(Box annotations for photos)
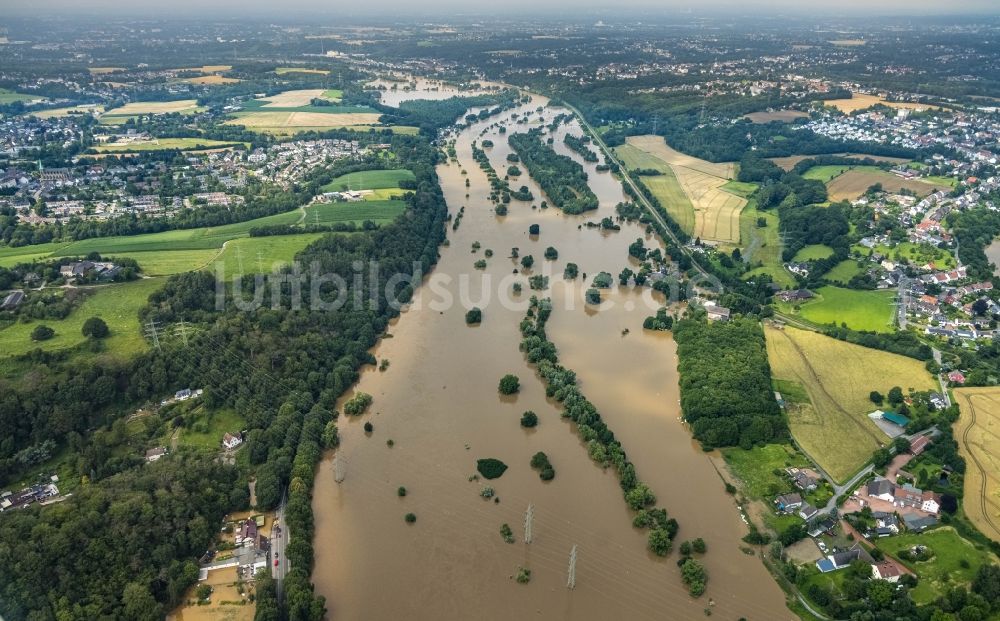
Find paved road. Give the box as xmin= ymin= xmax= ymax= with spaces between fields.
xmin=270 ymin=496 xmax=289 ymax=601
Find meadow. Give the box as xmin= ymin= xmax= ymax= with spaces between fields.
xmin=792 ymin=244 xmax=833 ymax=261
xmin=627 ymin=136 xmax=747 ymax=245
xmin=955 ymin=386 xmax=1000 ymax=540
xmin=778 ymin=286 xmax=895 ymax=332
xmin=740 ymin=200 xmax=795 ymax=288
xmin=94 ymin=138 xmax=250 ymax=153
xmin=878 ymin=526 xmax=997 ymax=604
xmin=0 ymin=278 xmax=163 ymax=358
xmin=765 ymin=326 xmax=937 ymax=481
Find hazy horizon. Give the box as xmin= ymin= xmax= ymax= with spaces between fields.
xmin=7 ymin=0 xmax=1000 ymax=20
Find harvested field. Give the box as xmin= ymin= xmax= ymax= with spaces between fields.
xmin=955 ymin=386 xmax=1000 ymax=540
xmin=226 ymin=112 xmax=381 ymax=131
xmin=261 ymin=88 xmax=326 ymax=108
xmin=823 ymin=93 xmax=942 ymax=114
xmin=765 ymin=326 xmax=937 ymax=481
xmin=184 ymin=75 xmax=241 ymax=85
xmin=628 ymin=136 xmax=747 ymax=244
xmin=106 ymin=99 xmax=198 ymax=116
xmin=627 ymin=136 xmax=736 ymax=180
xmin=767 ymin=153 xmax=910 ymax=170
xmin=827 ymin=166 xmax=951 ymax=201
xmin=743 ymin=110 xmax=809 ymax=123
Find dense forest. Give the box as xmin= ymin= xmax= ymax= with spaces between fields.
xmin=507 ymin=130 xmax=597 ymax=214
xmin=673 ymin=318 xmax=788 ymax=449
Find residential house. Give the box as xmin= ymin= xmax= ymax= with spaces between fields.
xmin=872 ymin=561 xmax=903 ymax=582
xmin=222 ymin=433 xmax=243 ymax=451
xmin=774 ymin=494 xmax=802 ymax=513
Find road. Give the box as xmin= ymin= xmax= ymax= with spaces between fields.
xmin=269 ymin=495 xmax=289 ymax=602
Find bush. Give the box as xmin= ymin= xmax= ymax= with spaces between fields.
xmin=344 ymin=392 xmax=374 ymax=416
xmin=80 ymin=317 xmax=110 ymax=339
xmin=497 ymin=373 xmax=521 ymax=395
xmin=31 ymin=325 xmax=56 ymax=341
xmin=476 ymin=457 xmax=507 ymax=479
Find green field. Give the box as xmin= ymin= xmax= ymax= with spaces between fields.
xmin=215 ymin=233 xmax=323 ymax=277
xmin=640 ymin=168 xmax=695 ymax=234
xmin=304 ymin=200 xmax=406 ymax=224
xmin=740 ymin=200 xmax=795 ymax=288
xmin=792 ymin=244 xmax=833 ymax=261
xmin=851 ymin=242 xmax=955 ymax=269
xmin=878 ymin=526 xmax=997 ymax=604
xmin=173 ymin=406 xmax=246 ymax=451
xmin=0 ymin=278 xmax=163 ymax=357
xmin=322 ymin=168 xmax=416 ymax=192
xmin=778 ymin=286 xmax=896 ymax=332
xmin=0 ymin=88 xmax=43 ymax=105
xmin=94 ymin=138 xmax=250 ymax=153
xmin=614 ymin=144 xmax=670 ymax=172
xmin=722 ymin=181 xmax=758 ymax=198
xmin=824 ymin=259 xmax=864 ymax=285
xmin=722 ymin=444 xmax=810 ymax=502
xmin=802 ymin=164 xmax=854 ymax=183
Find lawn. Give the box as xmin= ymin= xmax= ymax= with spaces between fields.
xmin=765 ymin=326 xmax=937 ymax=481
xmin=792 ymin=244 xmax=833 ymax=261
xmin=0 ymin=278 xmax=163 ymax=357
xmin=777 ymin=286 xmax=896 ymax=332
xmin=824 ymin=259 xmax=864 ymax=285
xmin=722 ymin=181 xmax=758 ymax=198
xmin=94 ymin=138 xmax=250 ymax=153
xmin=322 ymin=168 xmax=416 ymax=192
xmin=802 ymin=164 xmax=853 ymax=183
xmin=740 ymin=200 xmax=795 ymax=288
xmin=0 ymin=88 xmax=43 ymax=105
xmin=878 ymin=526 xmax=997 ymax=604
xmin=722 ymin=444 xmax=810 ymax=502
xmin=215 ymin=233 xmax=323 ymax=276
xmin=174 ymin=405 xmax=246 ymax=451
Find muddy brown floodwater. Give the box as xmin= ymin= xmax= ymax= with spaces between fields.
xmin=313 ymin=87 xmax=796 ymax=621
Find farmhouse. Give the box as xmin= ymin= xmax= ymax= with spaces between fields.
xmin=222 ymin=433 xmax=243 ymax=451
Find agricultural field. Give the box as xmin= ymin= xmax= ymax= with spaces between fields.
xmin=824 ymin=259 xmax=864 ymax=285
xmin=94 ymin=138 xmax=250 ymax=153
xmin=878 ymin=526 xmax=997 ymax=604
xmin=274 ymin=67 xmax=330 ymax=75
xmin=740 ymin=200 xmax=795 ymax=288
xmin=104 ymin=99 xmax=205 ymax=117
xmin=304 ymin=200 xmax=406 ymax=224
xmin=955 ymin=386 xmax=1000 ymax=540
xmin=743 ymin=110 xmax=809 ymax=123
xmin=322 ymin=168 xmax=415 ymax=192
xmin=722 ymin=444 xmax=811 ymax=502
xmin=778 ymin=287 xmax=895 ymax=332
xmin=806 ymin=166 xmax=951 ymax=202
xmin=0 ymin=88 xmax=44 ymax=105
xmin=627 ymin=136 xmax=747 ymax=244
xmin=0 ymin=278 xmax=163 ymax=360
xmin=792 ymin=244 xmax=833 ymax=261
xmin=823 ymin=93 xmax=942 ymax=114
xmin=851 ymin=242 xmax=955 ymax=269
xmin=765 ymin=326 xmax=937 ymax=481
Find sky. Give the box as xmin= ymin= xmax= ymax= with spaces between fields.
xmin=0 ymin=0 xmax=1000 ymax=16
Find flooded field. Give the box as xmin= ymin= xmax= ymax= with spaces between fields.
xmin=313 ymin=86 xmax=795 ymax=620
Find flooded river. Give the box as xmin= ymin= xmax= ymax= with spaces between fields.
xmin=312 ymin=88 xmax=796 ymax=621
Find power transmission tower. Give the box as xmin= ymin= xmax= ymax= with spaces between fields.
xmin=333 ymin=452 xmax=346 ymax=483
xmin=566 ymin=544 xmax=576 ymax=589
xmin=146 ymin=319 xmax=160 ymax=349
xmin=524 ymin=503 xmax=535 ymax=543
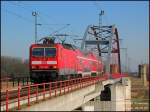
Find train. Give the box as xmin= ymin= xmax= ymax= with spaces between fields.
xmin=29 ymin=38 xmax=103 ymax=83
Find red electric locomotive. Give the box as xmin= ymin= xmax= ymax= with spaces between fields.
xmin=29 ymin=38 xmax=103 ymax=83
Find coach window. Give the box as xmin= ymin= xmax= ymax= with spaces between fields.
xmin=32 ymin=48 xmax=44 ymax=56
xmin=45 ymin=48 xmax=56 ymax=57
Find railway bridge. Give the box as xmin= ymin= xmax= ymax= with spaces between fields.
xmin=1 ymin=74 xmax=131 ymax=111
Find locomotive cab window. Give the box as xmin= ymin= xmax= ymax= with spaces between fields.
xmin=45 ymin=48 xmax=56 ymax=57
xmin=32 ymin=48 xmax=44 ymax=56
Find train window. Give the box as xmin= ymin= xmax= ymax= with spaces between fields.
xmin=32 ymin=48 xmax=44 ymax=56
xmin=45 ymin=48 xmax=56 ymax=57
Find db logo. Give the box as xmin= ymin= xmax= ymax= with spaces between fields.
xmin=42 ymin=61 xmax=47 ymax=64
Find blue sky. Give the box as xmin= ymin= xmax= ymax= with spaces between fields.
xmin=1 ymin=1 xmax=149 ymax=72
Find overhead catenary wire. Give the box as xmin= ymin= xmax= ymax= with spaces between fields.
xmin=4 ymin=9 xmax=33 ymax=23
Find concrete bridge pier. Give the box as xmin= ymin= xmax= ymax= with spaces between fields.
xmin=110 ymin=78 xmax=131 ymax=111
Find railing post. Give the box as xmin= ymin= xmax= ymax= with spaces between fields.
xmin=22 ymin=77 xmax=24 ymax=86
xmin=27 ymin=77 xmax=29 ymax=85
xmin=18 ymin=85 xmax=20 ymax=110
xmin=60 ymin=81 xmax=62 ymax=95
xmin=67 ymin=80 xmax=70 ymax=92
xmin=6 ymin=89 xmax=8 ymax=112
xmin=36 ymin=84 xmax=38 ymax=101
xmin=64 ymin=81 xmax=66 ymax=94
xmin=55 ymin=81 xmax=57 ymax=96
xmin=17 ymin=78 xmax=20 ymax=86
xmin=70 ymin=80 xmax=72 ymax=91
xmin=49 ymin=82 xmax=52 ymax=97
xmin=13 ymin=77 xmax=15 ymax=87
xmin=43 ymin=83 xmax=45 ymax=99
xmin=28 ymin=85 xmax=30 ymax=106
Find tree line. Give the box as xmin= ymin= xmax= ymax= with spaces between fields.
xmin=1 ymin=56 xmax=29 ymax=77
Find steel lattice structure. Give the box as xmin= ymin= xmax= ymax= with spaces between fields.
xmin=81 ymin=25 xmax=121 ymax=77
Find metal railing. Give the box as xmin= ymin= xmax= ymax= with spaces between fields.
xmin=3 ymin=75 xmax=126 ymax=111
xmin=4 ymin=76 xmax=107 ymax=111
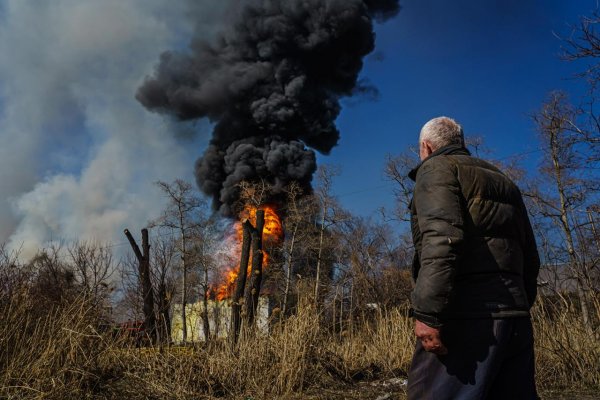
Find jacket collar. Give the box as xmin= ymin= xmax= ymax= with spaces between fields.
xmin=408 ymin=144 xmax=471 ymax=181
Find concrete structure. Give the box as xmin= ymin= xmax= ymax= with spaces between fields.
xmin=171 ymin=296 xmax=271 ymax=344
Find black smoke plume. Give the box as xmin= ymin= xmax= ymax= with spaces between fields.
xmin=136 ymin=0 xmax=399 ymax=216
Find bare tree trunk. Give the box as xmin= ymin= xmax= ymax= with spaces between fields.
xmin=246 ymin=210 xmax=265 ymax=326
xmin=231 ymin=221 xmax=253 ymax=344
xmin=550 ymin=133 xmax=592 ymax=332
xmin=315 ymin=211 xmax=327 ymax=304
xmin=281 ymin=224 xmax=298 ymax=316
xmin=125 ymin=229 xmax=156 ymax=341
xmin=158 ymin=282 xmax=171 ymax=343
xmin=202 ymin=265 xmax=210 ymax=342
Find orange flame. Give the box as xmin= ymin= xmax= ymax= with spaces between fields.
xmin=212 ymin=205 xmax=283 ymax=300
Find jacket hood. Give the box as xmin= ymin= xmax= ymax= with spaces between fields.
xmin=408 ymin=144 xmax=471 ymax=181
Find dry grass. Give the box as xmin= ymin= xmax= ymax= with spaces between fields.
xmin=0 ymin=292 xmax=600 ymax=399
xmin=533 ymin=298 xmax=600 ymax=390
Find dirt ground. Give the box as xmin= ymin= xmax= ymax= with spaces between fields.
xmin=282 ymin=378 xmax=600 ymax=400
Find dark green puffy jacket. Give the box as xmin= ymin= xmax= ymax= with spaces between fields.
xmin=409 ymin=146 xmax=540 ymax=327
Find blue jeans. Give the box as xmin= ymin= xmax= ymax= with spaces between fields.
xmin=408 ymin=317 xmax=538 ymax=400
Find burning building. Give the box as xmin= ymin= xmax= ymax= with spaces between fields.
xmin=171 ymin=296 xmax=273 ymax=344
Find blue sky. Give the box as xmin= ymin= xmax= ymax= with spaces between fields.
xmin=0 ymin=0 xmax=596 ymax=255
xmin=330 ymin=0 xmax=596 ymax=216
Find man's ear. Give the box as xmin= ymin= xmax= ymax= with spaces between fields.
xmin=423 ymin=140 xmax=434 ymax=157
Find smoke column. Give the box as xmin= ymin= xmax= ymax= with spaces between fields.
xmin=136 ymin=0 xmax=399 ymax=216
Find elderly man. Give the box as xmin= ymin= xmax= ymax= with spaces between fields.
xmin=408 ymin=117 xmax=540 ymax=400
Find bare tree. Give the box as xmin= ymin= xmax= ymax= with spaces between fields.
xmin=150 ymin=179 xmax=206 ymax=342
xmin=314 ymin=165 xmax=349 ymax=301
xmin=526 ymin=92 xmax=600 ymax=331
xmin=150 ymin=236 xmax=177 ymax=343
xmin=67 ymin=242 xmax=118 ymax=307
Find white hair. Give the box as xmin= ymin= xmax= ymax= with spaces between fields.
xmin=419 ymin=117 xmax=465 ymax=150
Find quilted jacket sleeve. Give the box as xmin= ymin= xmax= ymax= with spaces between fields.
xmin=412 ymin=157 xmax=464 ymax=327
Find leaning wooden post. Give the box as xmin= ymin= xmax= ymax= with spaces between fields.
xmin=231 ymin=220 xmax=253 ymax=345
xmin=125 ymin=228 xmax=156 ymax=341
xmin=246 ymin=210 xmax=265 ymax=326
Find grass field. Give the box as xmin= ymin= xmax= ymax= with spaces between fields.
xmin=0 ymin=292 xmax=600 ymax=400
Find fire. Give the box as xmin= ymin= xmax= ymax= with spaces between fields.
xmin=212 ymin=205 xmax=283 ymax=300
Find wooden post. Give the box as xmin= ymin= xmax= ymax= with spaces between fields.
xmin=231 ymin=220 xmax=254 ymax=344
xmin=245 ymin=210 xmax=265 ymax=326
xmin=125 ymin=229 xmax=156 ymax=341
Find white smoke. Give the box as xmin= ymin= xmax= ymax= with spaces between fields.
xmin=0 ymin=0 xmax=227 ymax=255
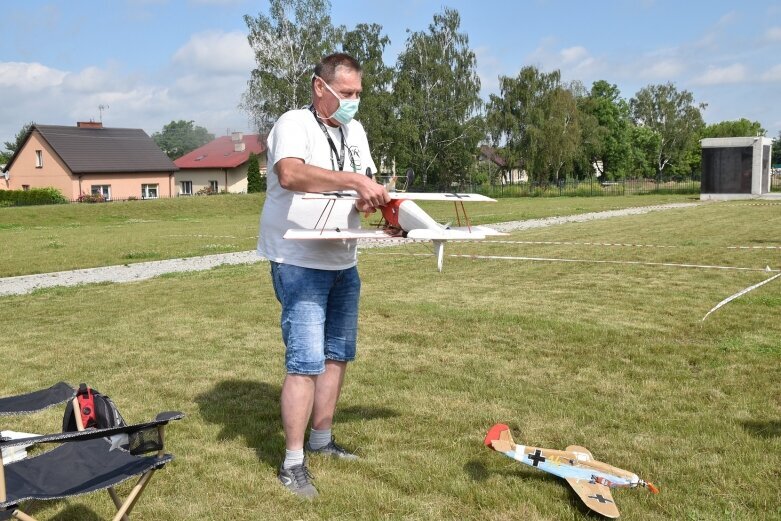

AIM: Report each line of the data above that contains the string "post", copying every such line in full.

TASK ANSWER:
Find railing post. Give the box as xmin= ymin= xmax= ymax= with spaces between fields.
Find leaning wooden post. Give the box as xmin= ymin= xmax= ymax= with spaces between fields.
Find wooden post. Give the box as xmin= ymin= xmax= ymax= with spaces between fields.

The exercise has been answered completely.